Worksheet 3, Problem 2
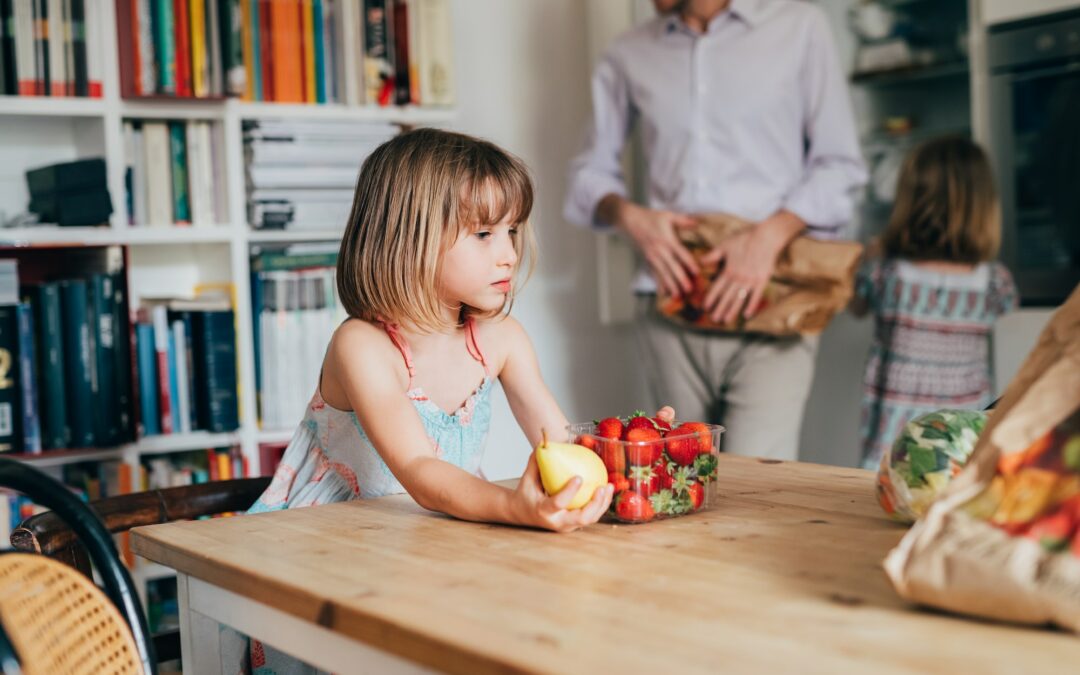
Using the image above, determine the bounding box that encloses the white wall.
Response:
[451,1,649,480]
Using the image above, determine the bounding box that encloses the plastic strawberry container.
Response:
[566,420,723,524]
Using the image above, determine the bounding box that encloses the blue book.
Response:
[135,323,160,436]
[312,0,325,103]
[194,310,239,432]
[25,283,68,449]
[91,274,118,446]
[166,330,179,434]
[250,0,261,101]
[15,303,41,454]
[59,279,94,448]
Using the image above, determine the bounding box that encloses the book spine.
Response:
[136,0,155,94]
[188,0,204,96]
[82,0,98,95]
[30,284,68,449]
[91,274,118,446]
[196,310,238,432]
[112,271,134,442]
[59,279,94,448]
[173,0,190,96]
[257,0,270,100]
[392,0,409,105]
[311,0,323,103]
[151,304,173,434]
[300,0,313,103]
[0,306,22,453]
[0,0,16,96]
[168,121,191,223]
[152,0,175,94]
[15,303,41,454]
[135,322,160,436]
[166,328,179,432]
[46,0,62,95]
[114,0,136,97]
[362,0,391,106]
[170,316,191,433]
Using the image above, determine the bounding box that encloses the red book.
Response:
[114,0,137,97]
[173,0,191,97]
[258,0,272,101]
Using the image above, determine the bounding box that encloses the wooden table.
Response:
[131,455,1080,674]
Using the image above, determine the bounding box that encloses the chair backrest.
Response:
[0,459,156,675]
[0,553,144,675]
[11,477,272,577]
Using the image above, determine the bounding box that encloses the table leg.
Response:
[178,573,225,675]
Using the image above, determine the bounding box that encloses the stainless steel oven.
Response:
[989,8,1080,306]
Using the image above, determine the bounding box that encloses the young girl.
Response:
[233,129,676,673]
[852,136,1017,470]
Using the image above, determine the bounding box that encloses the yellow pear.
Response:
[535,434,608,510]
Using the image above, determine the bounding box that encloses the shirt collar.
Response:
[660,0,761,37]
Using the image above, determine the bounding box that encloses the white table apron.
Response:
[176,573,437,674]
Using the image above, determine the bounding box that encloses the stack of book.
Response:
[251,244,344,430]
[245,118,397,230]
[123,119,227,227]
[3,263,136,455]
[134,295,240,437]
[0,0,103,98]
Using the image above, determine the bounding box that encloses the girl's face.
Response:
[438,214,520,317]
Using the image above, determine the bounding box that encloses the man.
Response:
[564,0,866,459]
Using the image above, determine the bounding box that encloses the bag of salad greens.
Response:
[884,285,1080,631]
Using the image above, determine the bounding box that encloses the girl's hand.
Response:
[654,406,675,424]
[512,451,614,533]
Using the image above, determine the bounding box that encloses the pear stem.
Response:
[540,428,548,448]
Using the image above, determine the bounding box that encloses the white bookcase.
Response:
[0,1,455,597]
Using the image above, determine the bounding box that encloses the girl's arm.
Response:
[326,320,609,532]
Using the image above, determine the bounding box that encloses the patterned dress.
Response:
[228,317,494,675]
[856,258,1017,470]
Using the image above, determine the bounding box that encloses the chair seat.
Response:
[0,553,144,675]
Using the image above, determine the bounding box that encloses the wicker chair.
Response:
[0,458,155,674]
[10,473,271,665]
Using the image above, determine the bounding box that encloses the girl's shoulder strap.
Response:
[464,315,491,377]
[377,318,416,389]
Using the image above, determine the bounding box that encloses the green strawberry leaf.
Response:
[693,453,718,482]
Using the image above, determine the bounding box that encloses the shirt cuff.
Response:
[564,174,628,230]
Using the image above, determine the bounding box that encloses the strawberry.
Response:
[624,427,663,466]
[665,428,701,466]
[687,482,705,510]
[614,490,655,523]
[600,441,626,475]
[595,417,624,440]
[1025,508,1075,552]
[575,434,598,451]
[624,411,658,436]
[673,422,712,455]
[608,472,630,493]
[652,416,672,434]
[653,458,673,490]
[628,464,659,498]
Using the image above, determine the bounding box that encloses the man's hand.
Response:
[701,210,805,324]
[597,195,699,298]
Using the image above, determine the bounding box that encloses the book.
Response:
[82,0,98,95]
[116,0,137,97]
[150,304,173,434]
[392,0,409,105]
[15,303,41,454]
[193,309,238,432]
[362,0,392,106]
[25,283,68,449]
[136,0,155,94]
[270,0,302,102]
[135,322,160,436]
[47,0,63,96]
[0,0,15,96]
[416,0,453,106]
[70,0,85,95]
[152,0,176,94]
[170,317,191,434]
[91,273,118,446]
[59,278,94,448]
[188,0,205,96]
[143,122,173,225]
[169,121,191,223]
[112,271,134,443]
[173,0,191,96]
[0,305,22,453]
[13,0,33,94]
[300,0,314,103]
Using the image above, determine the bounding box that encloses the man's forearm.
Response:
[596,193,632,228]
[756,209,806,252]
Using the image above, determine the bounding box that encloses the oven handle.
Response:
[998,59,1080,83]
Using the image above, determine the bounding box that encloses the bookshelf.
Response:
[0,0,456,605]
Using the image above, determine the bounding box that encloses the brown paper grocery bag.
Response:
[884,284,1080,631]
[656,213,863,336]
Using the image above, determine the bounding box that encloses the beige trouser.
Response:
[634,296,818,460]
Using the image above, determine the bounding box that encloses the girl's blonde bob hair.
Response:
[337,128,535,332]
[882,135,1001,264]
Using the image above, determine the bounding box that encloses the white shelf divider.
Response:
[0,96,108,117]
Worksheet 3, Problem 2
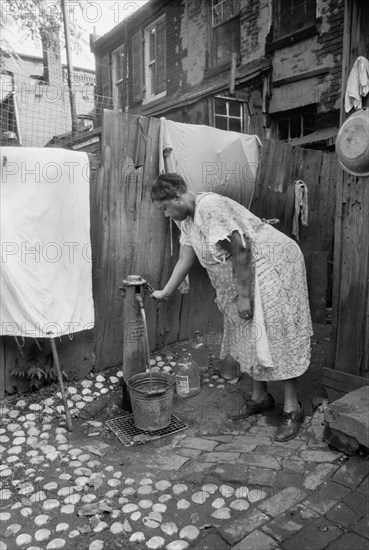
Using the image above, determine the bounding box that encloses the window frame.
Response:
[143,15,166,104]
[210,0,240,70]
[273,107,316,142]
[213,95,244,133]
[112,44,125,111]
[272,0,316,42]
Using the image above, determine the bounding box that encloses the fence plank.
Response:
[334,174,369,376]
[332,166,345,352]
[0,337,5,398]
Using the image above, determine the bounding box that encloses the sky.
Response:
[2,1,149,70]
[74,0,150,68]
[79,0,149,37]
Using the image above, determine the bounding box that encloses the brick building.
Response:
[91,0,345,149]
[0,45,96,147]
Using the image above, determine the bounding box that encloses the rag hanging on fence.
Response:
[292,180,309,242]
[0,147,94,338]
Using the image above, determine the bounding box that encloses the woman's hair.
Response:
[151,173,187,201]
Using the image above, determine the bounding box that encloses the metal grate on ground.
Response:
[106,414,188,446]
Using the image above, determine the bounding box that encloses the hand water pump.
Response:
[120,275,160,410]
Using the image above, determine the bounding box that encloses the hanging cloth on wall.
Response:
[292,179,309,242]
[344,56,369,113]
[159,117,261,206]
[0,147,94,338]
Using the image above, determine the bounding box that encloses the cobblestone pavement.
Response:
[0,331,368,550]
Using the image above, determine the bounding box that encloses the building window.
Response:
[112,45,125,110]
[274,108,316,141]
[214,96,243,132]
[211,0,240,68]
[144,15,166,102]
[273,0,316,41]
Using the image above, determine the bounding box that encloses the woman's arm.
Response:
[152,245,197,300]
[221,230,253,319]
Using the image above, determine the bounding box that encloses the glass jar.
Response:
[219,354,241,380]
[190,331,209,374]
[175,352,201,398]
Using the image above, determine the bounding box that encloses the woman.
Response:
[151,173,312,442]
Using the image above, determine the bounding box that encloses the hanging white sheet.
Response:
[0,147,94,338]
[159,118,261,208]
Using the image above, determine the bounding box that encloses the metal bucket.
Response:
[127,372,175,432]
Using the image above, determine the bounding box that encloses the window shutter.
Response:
[156,17,166,94]
[100,54,111,99]
[132,30,143,101]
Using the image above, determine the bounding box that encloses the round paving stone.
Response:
[248,489,267,503]
[30,491,46,503]
[179,526,199,541]
[147,536,165,549]
[155,480,171,491]
[16,533,32,546]
[172,484,187,495]
[4,523,21,537]
[44,482,58,491]
[60,505,75,514]
[43,500,60,511]
[34,515,50,527]
[138,499,153,509]
[46,539,66,549]
[176,499,190,510]
[129,532,145,542]
[64,494,80,505]
[55,523,69,532]
[110,522,124,534]
[35,529,51,542]
[230,499,250,511]
[166,542,189,550]
[89,542,104,550]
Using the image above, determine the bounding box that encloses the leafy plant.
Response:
[11,341,67,391]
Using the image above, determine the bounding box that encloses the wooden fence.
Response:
[0,111,340,395]
[330,169,369,383]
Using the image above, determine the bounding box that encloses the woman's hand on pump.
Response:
[151,290,169,302]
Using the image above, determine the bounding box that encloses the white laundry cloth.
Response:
[292,180,309,242]
[159,118,261,205]
[0,147,94,338]
[345,56,369,112]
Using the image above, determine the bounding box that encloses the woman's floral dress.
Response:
[180,193,313,381]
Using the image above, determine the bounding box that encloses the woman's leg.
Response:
[251,380,268,402]
[274,376,304,441]
[282,378,300,412]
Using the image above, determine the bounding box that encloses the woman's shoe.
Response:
[226,393,275,420]
[274,404,305,442]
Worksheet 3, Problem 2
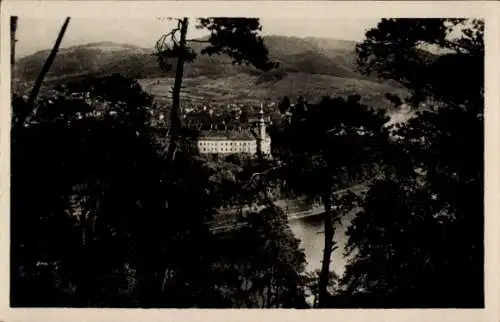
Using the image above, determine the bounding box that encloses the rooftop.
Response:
[198,129,256,141]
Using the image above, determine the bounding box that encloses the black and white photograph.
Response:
[3,0,492,315]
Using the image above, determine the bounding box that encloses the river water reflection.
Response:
[288,209,356,276]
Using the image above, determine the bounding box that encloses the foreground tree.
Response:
[338,18,484,308]
[11,75,162,306]
[11,75,230,307]
[211,206,308,308]
[183,155,309,308]
[11,16,18,85]
[273,95,389,307]
[155,18,277,163]
[11,74,308,307]
[12,17,71,127]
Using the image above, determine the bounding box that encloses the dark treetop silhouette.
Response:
[335,18,484,308]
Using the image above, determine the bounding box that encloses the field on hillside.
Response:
[16,37,409,111]
[139,72,407,109]
[15,70,407,116]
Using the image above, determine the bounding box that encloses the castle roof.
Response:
[198,129,256,141]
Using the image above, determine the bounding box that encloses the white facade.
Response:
[260,137,271,155]
[174,103,272,156]
[197,136,271,155]
[196,103,271,156]
[198,139,256,154]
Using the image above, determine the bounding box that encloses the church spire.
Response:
[258,103,266,139]
[256,102,266,157]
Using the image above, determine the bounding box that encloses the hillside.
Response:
[139,73,400,110]
[15,36,406,108]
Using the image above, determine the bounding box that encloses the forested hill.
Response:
[15,36,406,108]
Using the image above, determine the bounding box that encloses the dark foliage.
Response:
[275,95,389,197]
[357,18,483,107]
[338,18,484,308]
[271,94,389,307]
[212,206,308,308]
[196,18,279,71]
[11,73,307,308]
[11,75,165,306]
[278,96,291,115]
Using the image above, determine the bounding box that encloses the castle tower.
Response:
[258,103,266,140]
[256,103,266,157]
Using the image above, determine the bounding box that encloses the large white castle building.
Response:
[196,104,270,155]
[175,103,272,156]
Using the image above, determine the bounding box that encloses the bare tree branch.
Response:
[244,165,283,190]
[155,29,178,52]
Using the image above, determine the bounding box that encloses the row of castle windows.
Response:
[200,145,270,152]
[202,147,254,153]
[198,141,255,147]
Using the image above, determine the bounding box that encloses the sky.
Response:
[15,17,380,57]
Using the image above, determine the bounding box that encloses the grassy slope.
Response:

- TASK STATEMENT:
Your answer should be the lines above, from the line containing "the castle roof." up to and including the line containing "the white facade.", reproduced exactly and with nothing else.

- RESULT OF THIS TASK:
Using the image above, determine the bounding box that encloses the castle roof.
Response:
[198,129,256,141]
Using the image above, determine the bounding box that encloses the white facade.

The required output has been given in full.